In the lines from the start of the records through the line with "left=0, top=50, right=1000, bottom=404", change "yellow vegetation" to "dry grass" and keep everything else the same. Give back only those lines, leaving out the pictures.
>> Start TASK INPUT
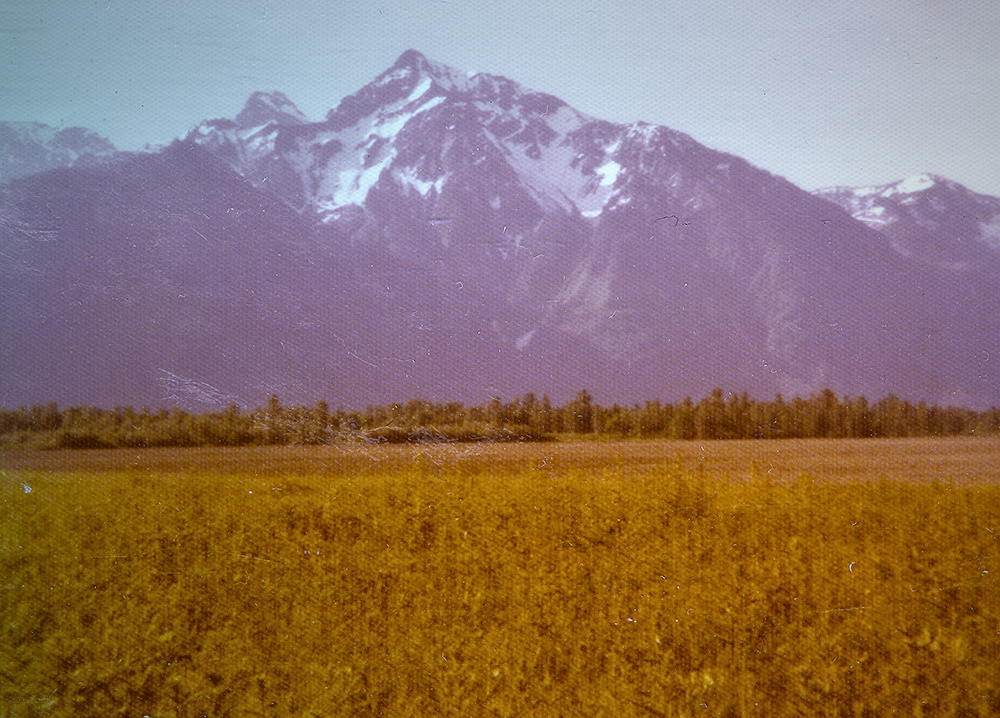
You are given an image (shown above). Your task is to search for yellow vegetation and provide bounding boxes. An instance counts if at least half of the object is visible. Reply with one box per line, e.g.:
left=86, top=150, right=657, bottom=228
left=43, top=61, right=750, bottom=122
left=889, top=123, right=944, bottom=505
left=0, top=442, right=1000, bottom=717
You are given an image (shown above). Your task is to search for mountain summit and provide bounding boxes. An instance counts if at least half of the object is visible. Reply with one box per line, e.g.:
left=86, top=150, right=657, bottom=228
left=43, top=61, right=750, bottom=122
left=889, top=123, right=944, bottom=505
left=0, top=50, right=1000, bottom=404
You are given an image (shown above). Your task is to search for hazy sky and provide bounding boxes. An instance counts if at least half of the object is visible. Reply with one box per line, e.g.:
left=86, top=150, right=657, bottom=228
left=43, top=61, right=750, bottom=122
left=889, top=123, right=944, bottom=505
left=0, top=0, right=1000, bottom=196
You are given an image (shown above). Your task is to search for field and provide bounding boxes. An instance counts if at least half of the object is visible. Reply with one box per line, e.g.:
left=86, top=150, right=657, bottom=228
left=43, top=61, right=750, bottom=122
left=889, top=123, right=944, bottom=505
left=0, top=437, right=1000, bottom=717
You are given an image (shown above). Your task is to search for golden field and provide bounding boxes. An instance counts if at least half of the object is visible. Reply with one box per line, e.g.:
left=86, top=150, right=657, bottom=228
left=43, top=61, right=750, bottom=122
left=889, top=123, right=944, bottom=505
left=0, top=437, right=1000, bottom=717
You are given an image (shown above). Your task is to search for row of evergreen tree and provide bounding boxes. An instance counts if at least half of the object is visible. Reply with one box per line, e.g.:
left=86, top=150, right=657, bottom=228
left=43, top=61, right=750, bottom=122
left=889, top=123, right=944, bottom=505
left=0, top=389, right=1000, bottom=448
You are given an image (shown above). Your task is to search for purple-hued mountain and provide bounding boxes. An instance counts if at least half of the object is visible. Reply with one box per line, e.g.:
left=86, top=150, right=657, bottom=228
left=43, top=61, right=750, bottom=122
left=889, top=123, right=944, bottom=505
left=816, top=174, right=1000, bottom=271
left=0, top=50, right=1000, bottom=406
left=0, top=122, right=117, bottom=184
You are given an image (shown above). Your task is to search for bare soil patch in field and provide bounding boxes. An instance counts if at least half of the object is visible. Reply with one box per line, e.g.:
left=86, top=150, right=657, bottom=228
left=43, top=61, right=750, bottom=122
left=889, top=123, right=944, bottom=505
left=0, top=437, right=1000, bottom=484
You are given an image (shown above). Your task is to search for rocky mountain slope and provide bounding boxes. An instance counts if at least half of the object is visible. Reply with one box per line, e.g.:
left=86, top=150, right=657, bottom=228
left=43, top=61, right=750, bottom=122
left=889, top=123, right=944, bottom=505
left=0, top=122, right=117, bottom=184
left=0, top=51, right=1000, bottom=405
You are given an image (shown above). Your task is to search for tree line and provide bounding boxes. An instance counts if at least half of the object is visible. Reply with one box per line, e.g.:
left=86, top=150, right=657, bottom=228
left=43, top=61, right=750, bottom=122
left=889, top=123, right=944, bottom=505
left=0, top=388, right=1000, bottom=449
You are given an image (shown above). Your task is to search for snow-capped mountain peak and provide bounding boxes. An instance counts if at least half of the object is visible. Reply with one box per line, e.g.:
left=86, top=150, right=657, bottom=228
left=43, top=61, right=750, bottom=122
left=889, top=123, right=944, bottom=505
left=0, top=122, right=117, bottom=184
left=815, top=172, right=1000, bottom=270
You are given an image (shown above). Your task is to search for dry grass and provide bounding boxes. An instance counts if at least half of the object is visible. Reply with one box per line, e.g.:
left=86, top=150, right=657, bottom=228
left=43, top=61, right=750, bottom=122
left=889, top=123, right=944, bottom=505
left=0, top=439, right=1000, bottom=717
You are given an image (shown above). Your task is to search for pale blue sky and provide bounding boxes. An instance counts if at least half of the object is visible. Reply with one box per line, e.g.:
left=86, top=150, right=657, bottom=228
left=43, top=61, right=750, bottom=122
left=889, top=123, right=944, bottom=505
left=0, top=0, right=1000, bottom=196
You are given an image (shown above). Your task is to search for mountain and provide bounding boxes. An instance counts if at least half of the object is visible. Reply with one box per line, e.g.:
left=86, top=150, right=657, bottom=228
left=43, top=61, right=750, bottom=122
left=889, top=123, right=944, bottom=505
left=0, top=122, right=117, bottom=184
left=816, top=174, right=1000, bottom=271
left=0, top=50, right=1000, bottom=405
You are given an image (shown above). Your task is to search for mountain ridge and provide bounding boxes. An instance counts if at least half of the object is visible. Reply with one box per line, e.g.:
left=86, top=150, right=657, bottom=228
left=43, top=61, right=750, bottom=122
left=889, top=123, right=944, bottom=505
left=4, top=51, right=1000, bottom=405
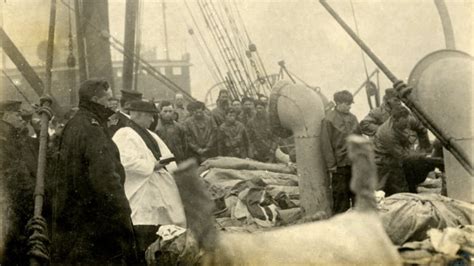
>> End TASK INPUT
**SOLUTION FOR THIS TASK:**
You are given an image (shown above). Your task is to search for dry grass and provide bounding boxes. An instance counts if at least half of the object is visible. Reply with one box per line, e.g.:
left=86, top=150, right=657, bottom=228
left=43, top=61, right=750, bottom=122
left=889, top=123, right=944, bottom=505
left=0, top=442, right=1000, bottom=717
You are given an image (shown above). Your task is to search for mountain summit and provide bounding boxes. An instance counts if at least half of the object is visible. Reply with one box per line, e.g.:
left=86, top=150, right=657, bottom=228
left=43, top=61, right=750, bottom=122
left=889, top=123, right=944, bottom=505
left=0, top=50, right=1000, bottom=404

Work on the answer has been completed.